----- Entries
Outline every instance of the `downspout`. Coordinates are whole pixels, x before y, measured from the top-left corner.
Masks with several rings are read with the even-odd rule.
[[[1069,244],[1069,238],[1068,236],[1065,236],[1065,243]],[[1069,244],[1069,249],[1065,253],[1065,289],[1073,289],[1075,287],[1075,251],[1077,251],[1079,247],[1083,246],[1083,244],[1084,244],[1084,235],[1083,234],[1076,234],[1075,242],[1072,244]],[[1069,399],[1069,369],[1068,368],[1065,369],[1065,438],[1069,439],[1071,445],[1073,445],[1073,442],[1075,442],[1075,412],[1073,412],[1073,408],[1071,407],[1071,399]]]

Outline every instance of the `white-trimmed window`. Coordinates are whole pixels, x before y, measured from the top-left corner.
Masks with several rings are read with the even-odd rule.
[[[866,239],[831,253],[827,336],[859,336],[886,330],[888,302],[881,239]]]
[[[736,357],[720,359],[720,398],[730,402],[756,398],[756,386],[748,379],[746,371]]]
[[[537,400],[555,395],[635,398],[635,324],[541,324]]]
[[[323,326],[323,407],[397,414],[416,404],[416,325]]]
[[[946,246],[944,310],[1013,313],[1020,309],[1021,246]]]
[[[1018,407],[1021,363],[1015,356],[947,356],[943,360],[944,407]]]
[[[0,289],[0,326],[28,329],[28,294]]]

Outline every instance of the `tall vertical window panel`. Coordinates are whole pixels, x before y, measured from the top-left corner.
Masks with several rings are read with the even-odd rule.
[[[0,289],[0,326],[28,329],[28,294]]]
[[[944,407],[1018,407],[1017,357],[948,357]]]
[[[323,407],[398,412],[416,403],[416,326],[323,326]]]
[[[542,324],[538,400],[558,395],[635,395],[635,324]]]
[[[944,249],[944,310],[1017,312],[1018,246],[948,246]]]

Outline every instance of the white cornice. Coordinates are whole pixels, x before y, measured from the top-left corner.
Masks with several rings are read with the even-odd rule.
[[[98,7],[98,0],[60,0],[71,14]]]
----------
*Work to do*. Lay out as a numbered list, skipping blank lines, the lines from the one containing "Outline every instance of the white" through the end of the entries.

*Result of this exercise*.
1. Outline every instance of the white cornice. Coordinates are whole pixels, x before y, measured from the top-left corner.
2. Masks with several rings are read with the even-odd rule.
3. [[[98,7],[98,0],[60,0],[71,14]]]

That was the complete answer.